Task to carry out:
Copy out each of the rows below, putting "image" wherever "photograph" appears and changing nothing else. Leave the pictures out of your answer.

Information given:
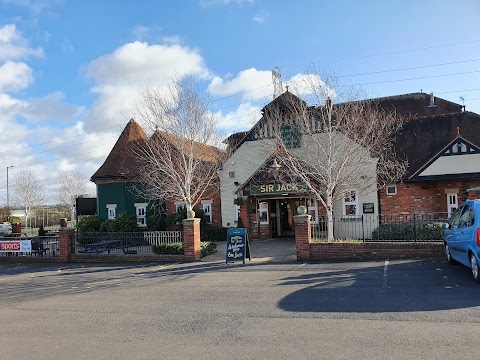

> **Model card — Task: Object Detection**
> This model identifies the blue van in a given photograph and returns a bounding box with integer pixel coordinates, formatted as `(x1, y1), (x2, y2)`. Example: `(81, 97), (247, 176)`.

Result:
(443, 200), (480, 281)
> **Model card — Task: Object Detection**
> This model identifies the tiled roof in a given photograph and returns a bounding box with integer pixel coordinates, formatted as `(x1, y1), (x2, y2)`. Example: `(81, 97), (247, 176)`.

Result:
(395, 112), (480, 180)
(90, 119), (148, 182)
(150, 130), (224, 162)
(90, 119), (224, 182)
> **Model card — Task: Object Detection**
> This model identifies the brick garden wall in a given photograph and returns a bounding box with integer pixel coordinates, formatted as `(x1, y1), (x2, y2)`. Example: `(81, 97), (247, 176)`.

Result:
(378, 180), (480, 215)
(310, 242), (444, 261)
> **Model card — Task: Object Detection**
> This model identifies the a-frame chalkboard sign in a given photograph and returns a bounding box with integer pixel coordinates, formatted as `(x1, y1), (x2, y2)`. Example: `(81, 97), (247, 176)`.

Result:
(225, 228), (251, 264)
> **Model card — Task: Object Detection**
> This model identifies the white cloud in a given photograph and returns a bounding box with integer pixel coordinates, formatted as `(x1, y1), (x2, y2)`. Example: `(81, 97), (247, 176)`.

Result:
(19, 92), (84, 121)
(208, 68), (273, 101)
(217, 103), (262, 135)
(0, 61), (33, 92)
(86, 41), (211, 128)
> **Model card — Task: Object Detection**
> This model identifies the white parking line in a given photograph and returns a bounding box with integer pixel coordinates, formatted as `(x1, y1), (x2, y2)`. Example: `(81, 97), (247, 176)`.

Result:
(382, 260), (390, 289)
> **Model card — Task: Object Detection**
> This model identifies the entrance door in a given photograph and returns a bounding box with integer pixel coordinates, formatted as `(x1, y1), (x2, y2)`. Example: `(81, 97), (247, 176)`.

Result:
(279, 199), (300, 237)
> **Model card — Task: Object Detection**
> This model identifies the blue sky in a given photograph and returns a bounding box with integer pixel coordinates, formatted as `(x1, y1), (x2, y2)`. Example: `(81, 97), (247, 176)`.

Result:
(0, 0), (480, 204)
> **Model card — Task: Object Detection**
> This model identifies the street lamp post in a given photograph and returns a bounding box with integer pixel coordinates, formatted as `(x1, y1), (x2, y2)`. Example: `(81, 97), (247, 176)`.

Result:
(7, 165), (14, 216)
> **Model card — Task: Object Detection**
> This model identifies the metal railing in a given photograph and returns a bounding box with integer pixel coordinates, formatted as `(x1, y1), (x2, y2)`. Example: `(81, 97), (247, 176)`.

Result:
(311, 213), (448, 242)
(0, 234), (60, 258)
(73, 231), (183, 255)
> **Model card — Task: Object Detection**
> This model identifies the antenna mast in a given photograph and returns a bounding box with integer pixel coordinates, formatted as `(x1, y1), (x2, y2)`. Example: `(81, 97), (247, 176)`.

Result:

Exercise answer:
> **Model card — Task: Object Detection**
> This model identifies the blue van in a given image and returns a bounding box with integer pixel coordinates, formatted as `(x1, y1), (x2, y2)`. Example: `(81, 97), (247, 176)`.

Result:
(443, 200), (480, 281)
> **Model card — Task: Object Detection**
> This model identifies the tiled roof in a given image and returns a bounding box with integer pixel coordinates, formatted as `(x1, y1), (x2, y2)`. Example: `(81, 97), (247, 176)`.

Result:
(395, 112), (480, 180)
(90, 119), (148, 182)
(150, 130), (224, 162)
(90, 119), (224, 182)
> **Model card — Task: Object Detection**
> This model identifies the brick garden wall in a given image and returns a bounding box with integer pixel coordinates, formatted as `(x1, y1), (x2, y2)`. Example: `(81, 97), (247, 176)`.

Result:
(378, 180), (480, 215)
(310, 242), (444, 261)
> **Model card — Task: Object Detection**
> This model identifies the a-frame chalkboard sign in a given image and returns a bounding box with integer pixel coordinates, formatted as `(x1, y1), (x2, y2)`. Example: `(81, 97), (247, 176)`.

Result:
(225, 228), (251, 264)
> **Model card — Task: Object Detection**
> This model identifies the white cloud in a given image and returns a bounding box with integer pixel coordinates, formatted as `(x1, y1), (x2, y2)`. Example: `(81, 97), (247, 176)`.

Result:
(19, 92), (84, 121)
(208, 68), (273, 101)
(217, 103), (262, 135)
(0, 61), (33, 92)
(86, 41), (211, 128)
> **Model card — Task: Object Detection**
> This model identifies the white parking line in a given image and returns a bounding box with integer pixel coordinates, formatted as `(x1, y1), (x2, y2)`. Example: `(81, 97), (247, 176)`.

Result:
(382, 260), (390, 289)
> **Model card — Task: Object Detection**
> This model identifies the entrance door in a given image and returns a bounding box with integer pixel coordinates, formatted as `(x1, y1), (x2, y2)`. Example: `(81, 97), (247, 176)`.

Result:
(279, 199), (300, 237)
> **Model card — Task: Object Detection**
> This model identifies the blue sky in a given image and returns a bounding box with integer pixel coordinates, formatted as `(x1, y1), (x2, y2)`. Example: `(81, 97), (247, 176)`.

Result:
(0, 0), (480, 204)
> **Model card — Task: Object Detection**
> This model identifies the street lamp post in a given image and returns a bounding box with integer pixel coordinates, formatted as `(x1, y1), (x2, y2)`. Example: `(81, 97), (247, 176)`.

Result:
(7, 165), (14, 216)
> **Model card — Task: Object Detection**
> This model identifies the metal railing in a given image and returns a bounding box with integer pixel coordinates, formatted as `(x1, y1), (x2, y2)`. Example: `(81, 97), (247, 176)`.

Result:
(311, 213), (448, 242)
(0, 234), (60, 258)
(73, 231), (183, 255)
> **Model card — Task: Object Detection**
> This model identifies the antenna mast in a given image and returns a bounding box with integer pixel coordinates, formatted as `(x1, y1), (x2, y2)`. Example: `(81, 97), (247, 176)`.

Result:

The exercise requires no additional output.